> TEXT EXCERPT:
"""

The fact 299 more people volunteered last year compared to 2001 speaks volumes about the tireless work of the Rhode Island Natural History Survey in spreading awareness and education about the natural world and the importance of protecting it.

The nonprofit’s work, however, can’t keep pace with the environmental destruction being done in Rhode Island, across the country, and around the world.

We, the planet’s greediest inhabitants, trash, pollute, poison, plunder, and kill with little to no thought. The sexual-predator-in-chief can’t wait to rape Mother Nature some more.

The Mad King recently issued a rule that would rescind nearly all habitat protections for endangered species, to open up more space for drilling, fracking, mining, logging, and other for-profit pillaging. He wants to dismantle environmental and public health protections as part of a broader quest to boost fossil fuel extraction and industrial access, even in the country’s most sensitive and vulnerable natural areas.

The mind-numbing proposal from the U.S. Fish & Wildlife Service and National Marine Fisheries Service offers a twisted interpretation of the 52-year-old Endangered Species Act. It would strike habitat destruction from regulations.

The regime’s cluster of minions contend habitat conquest shouldn’t be considered “harm” because it isn’t the same as intentionally targeting a species.

To anyone who isn’t a MAGA zombie, protections for the places where endangered and threatened animals and plants live are, of course, crucial to ensuring they don’t go extinct. Spotted owls, Florida panthers, and grizzly bears are among the species that would likely suffer.

Kelp forests, a vital ecosystem for many marine species, including fish humans like to eat, face threats from the climate crisis, ocean acidification, and pollution from coastal development and agricultural runoff.

"""

According to the commentary on endangered species protections, which species would likely suffer under the proposed rule?

> INFORMATION SUPPLIED:
"""

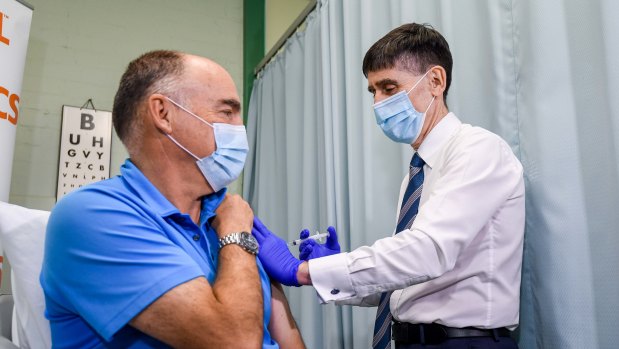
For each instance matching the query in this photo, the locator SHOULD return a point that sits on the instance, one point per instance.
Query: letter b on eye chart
(85, 147)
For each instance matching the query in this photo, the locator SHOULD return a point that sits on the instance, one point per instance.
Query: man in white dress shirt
(449, 276)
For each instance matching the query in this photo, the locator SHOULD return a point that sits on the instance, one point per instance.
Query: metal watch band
(248, 243)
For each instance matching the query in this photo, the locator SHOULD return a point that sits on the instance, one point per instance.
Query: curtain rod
(23, 2)
(288, 33)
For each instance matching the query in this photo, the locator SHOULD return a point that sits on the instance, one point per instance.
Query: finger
(306, 243)
(304, 234)
(258, 223)
(258, 235)
(332, 238)
(305, 253)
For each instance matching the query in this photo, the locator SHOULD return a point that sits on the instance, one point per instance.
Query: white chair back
(22, 235)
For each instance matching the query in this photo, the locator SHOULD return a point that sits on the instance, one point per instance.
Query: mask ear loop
(418, 81)
(189, 112)
(180, 146)
(429, 105)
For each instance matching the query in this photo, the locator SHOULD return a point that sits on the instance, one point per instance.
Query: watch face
(249, 241)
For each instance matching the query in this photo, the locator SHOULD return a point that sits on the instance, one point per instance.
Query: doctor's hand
(310, 249)
(275, 256)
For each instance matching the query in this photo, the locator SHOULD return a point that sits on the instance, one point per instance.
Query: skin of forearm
(238, 290)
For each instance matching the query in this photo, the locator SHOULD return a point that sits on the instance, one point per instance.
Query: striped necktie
(408, 212)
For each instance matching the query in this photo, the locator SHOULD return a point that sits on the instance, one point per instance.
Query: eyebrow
(382, 83)
(232, 103)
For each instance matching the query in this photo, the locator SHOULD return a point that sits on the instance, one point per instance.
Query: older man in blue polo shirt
(160, 255)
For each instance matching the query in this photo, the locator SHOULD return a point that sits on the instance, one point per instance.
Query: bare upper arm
(282, 326)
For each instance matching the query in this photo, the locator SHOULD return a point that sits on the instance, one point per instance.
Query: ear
(158, 108)
(438, 80)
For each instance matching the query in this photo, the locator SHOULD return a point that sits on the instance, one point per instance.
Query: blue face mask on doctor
(398, 118)
(225, 164)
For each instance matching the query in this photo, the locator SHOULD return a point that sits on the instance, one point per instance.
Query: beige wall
(79, 49)
(279, 16)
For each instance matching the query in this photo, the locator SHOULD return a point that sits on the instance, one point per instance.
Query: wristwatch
(244, 239)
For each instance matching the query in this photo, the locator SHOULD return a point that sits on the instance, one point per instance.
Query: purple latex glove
(275, 256)
(310, 249)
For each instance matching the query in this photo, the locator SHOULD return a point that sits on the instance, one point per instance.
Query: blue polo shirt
(114, 247)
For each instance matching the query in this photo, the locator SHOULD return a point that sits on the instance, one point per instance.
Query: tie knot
(417, 161)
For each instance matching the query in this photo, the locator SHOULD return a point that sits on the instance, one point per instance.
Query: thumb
(258, 235)
(304, 234)
(332, 242)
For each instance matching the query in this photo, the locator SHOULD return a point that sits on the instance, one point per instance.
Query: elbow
(247, 331)
(246, 338)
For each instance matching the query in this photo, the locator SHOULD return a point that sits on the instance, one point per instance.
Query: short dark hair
(152, 72)
(414, 47)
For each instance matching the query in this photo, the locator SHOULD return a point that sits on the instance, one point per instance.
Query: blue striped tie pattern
(408, 212)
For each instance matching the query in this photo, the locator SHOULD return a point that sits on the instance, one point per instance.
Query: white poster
(85, 147)
(15, 21)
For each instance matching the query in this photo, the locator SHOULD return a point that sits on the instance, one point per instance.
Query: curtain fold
(542, 75)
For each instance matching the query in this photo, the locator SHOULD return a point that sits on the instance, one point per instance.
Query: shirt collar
(144, 189)
(437, 137)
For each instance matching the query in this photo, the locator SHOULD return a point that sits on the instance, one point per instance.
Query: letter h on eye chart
(85, 148)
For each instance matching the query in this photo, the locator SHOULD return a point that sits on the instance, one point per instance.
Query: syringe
(313, 237)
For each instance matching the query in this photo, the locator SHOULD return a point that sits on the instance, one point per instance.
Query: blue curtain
(542, 74)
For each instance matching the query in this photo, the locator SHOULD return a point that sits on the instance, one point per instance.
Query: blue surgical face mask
(225, 164)
(397, 117)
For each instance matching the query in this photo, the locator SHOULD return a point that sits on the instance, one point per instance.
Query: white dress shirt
(459, 264)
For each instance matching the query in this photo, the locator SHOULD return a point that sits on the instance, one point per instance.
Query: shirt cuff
(331, 278)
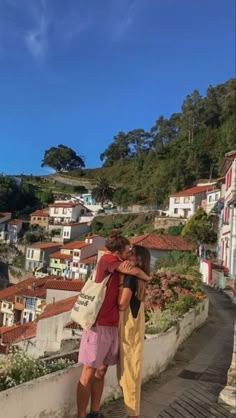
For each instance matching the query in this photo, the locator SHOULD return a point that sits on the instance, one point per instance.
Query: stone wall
(54, 396)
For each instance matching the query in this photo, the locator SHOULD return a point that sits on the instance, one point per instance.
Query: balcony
(231, 199)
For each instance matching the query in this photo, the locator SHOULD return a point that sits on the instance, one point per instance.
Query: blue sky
(76, 72)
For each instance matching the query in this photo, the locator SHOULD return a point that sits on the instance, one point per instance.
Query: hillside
(174, 153)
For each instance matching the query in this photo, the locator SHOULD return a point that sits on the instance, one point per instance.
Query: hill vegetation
(145, 166)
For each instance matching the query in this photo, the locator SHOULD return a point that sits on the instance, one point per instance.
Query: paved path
(191, 385)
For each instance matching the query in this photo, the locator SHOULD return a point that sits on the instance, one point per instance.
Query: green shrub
(19, 367)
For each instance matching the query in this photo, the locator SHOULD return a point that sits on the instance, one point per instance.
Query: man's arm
(126, 267)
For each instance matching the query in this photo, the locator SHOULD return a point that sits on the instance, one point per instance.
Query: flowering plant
(19, 367)
(168, 296)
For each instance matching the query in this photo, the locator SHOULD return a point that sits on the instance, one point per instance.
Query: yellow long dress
(131, 340)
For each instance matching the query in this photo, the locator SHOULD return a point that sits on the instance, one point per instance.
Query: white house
(184, 204)
(37, 255)
(76, 259)
(51, 326)
(62, 289)
(227, 235)
(6, 313)
(66, 212)
(9, 228)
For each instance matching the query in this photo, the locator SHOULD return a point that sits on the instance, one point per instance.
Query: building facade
(227, 228)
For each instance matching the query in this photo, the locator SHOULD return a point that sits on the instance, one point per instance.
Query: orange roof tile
(60, 256)
(15, 289)
(17, 333)
(58, 307)
(14, 221)
(41, 212)
(162, 242)
(89, 259)
(75, 245)
(193, 190)
(43, 245)
(66, 284)
(64, 205)
(34, 293)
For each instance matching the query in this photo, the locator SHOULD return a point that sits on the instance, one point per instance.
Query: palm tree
(104, 191)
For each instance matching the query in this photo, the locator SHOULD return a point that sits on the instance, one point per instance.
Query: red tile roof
(162, 242)
(44, 245)
(89, 259)
(58, 307)
(75, 245)
(17, 288)
(41, 212)
(34, 293)
(3, 214)
(60, 256)
(18, 333)
(14, 221)
(193, 190)
(64, 205)
(66, 284)
(32, 283)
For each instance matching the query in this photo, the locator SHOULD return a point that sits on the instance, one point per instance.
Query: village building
(9, 228)
(37, 255)
(40, 218)
(227, 228)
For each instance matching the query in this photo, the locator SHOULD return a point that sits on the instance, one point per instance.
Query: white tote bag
(89, 302)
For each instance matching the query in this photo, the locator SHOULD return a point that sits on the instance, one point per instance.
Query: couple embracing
(117, 336)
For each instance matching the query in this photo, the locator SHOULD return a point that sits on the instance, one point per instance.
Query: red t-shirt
(109, 312)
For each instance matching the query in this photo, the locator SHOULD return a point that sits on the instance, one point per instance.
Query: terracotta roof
(66, 284)
(74, 245)
(89, 259)
(3, 214)
(93, 236)
(32, 284)
(58, 307)
(193, 190)
(60, 256)
(14, 221)
(64, 205)
(72, 325)
(162, 242)
(43, 245)
(35, 293)
(17, 288)
(41, 212)
(18, 333)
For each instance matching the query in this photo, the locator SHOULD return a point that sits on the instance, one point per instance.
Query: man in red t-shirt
(99, 345)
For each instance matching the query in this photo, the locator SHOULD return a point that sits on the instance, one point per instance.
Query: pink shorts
(99, 345)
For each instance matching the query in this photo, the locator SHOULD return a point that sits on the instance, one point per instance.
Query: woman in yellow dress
(131, 332)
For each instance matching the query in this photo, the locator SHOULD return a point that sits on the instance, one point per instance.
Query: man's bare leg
(97, 388)
(84, 390)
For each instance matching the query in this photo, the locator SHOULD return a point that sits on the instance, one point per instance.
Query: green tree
(117, 150)
(104, 191)
(198, 229)
(62, 158)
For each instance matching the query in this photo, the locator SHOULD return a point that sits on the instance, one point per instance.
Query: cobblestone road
(191, 386)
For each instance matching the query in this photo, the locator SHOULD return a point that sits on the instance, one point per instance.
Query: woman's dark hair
(143, 258)
(116, 242)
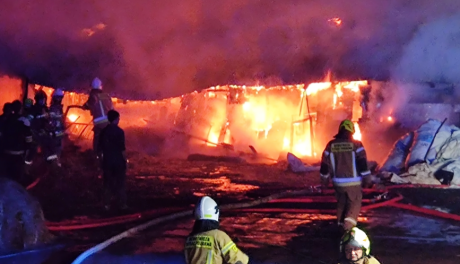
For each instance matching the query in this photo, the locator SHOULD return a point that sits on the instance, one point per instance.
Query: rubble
(22, 225)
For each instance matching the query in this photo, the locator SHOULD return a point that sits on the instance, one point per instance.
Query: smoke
(159, 49)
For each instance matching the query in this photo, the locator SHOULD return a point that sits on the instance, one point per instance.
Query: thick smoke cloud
(158, 49)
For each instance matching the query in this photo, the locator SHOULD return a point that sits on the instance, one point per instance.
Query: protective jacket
(367, 260)
(56, 125)
(344, 159)
(213, 247)
(99, 104)
(38, 117)
(17, 137)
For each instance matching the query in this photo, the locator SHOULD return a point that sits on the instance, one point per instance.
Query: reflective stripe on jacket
(99, 104)
(213, 247)
(367, 260)
(345, 161)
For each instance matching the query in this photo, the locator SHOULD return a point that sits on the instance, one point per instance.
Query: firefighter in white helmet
(206, 243)
(56, 123)
(355, 248)
(344, 160)
(99, 104)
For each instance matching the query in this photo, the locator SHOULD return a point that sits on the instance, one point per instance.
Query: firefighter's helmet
(357, 238)
(96, 84)
(207, 209)
(40, 97)
(347, 125)
(28, 103)
(58, 93)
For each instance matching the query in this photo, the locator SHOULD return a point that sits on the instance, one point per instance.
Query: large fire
(283, 122)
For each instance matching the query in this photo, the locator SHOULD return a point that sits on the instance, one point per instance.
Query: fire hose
(280, 197)
(175, 216)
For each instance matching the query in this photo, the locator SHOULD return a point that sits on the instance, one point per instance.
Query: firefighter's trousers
(349, 200)
(114, 176)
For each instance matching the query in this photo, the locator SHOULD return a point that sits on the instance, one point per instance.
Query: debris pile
(22, 224)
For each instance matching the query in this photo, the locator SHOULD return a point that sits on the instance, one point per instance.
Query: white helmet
(96, 84)
(207, 209)
(58, 93)
(357, 238)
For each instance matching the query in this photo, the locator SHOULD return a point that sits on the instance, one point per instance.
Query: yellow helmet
(347, 125)
(357, 238)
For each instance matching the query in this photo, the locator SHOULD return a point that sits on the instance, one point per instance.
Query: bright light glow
(357, 135)
(72, 117)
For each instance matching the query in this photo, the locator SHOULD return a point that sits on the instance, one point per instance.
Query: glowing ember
(336, 21)
(72, 118)
(357, 135)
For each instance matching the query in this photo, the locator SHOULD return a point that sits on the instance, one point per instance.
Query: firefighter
(17, 142)
(355, 248)
(99, 104)
(56, 123)
(112, 145)
(41, 128)
(344, 160)
(28, 109)
(7, 112)
(206, 243)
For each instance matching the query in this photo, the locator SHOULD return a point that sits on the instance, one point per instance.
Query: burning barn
(291, 118)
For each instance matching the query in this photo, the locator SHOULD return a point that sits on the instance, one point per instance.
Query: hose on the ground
(108, 221)
(178, 215)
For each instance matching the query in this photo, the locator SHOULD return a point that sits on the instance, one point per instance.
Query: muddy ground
(156, 183)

"""

> EXERCISE RESULT: Spotted owls, Florida panthers, and grizzly bears.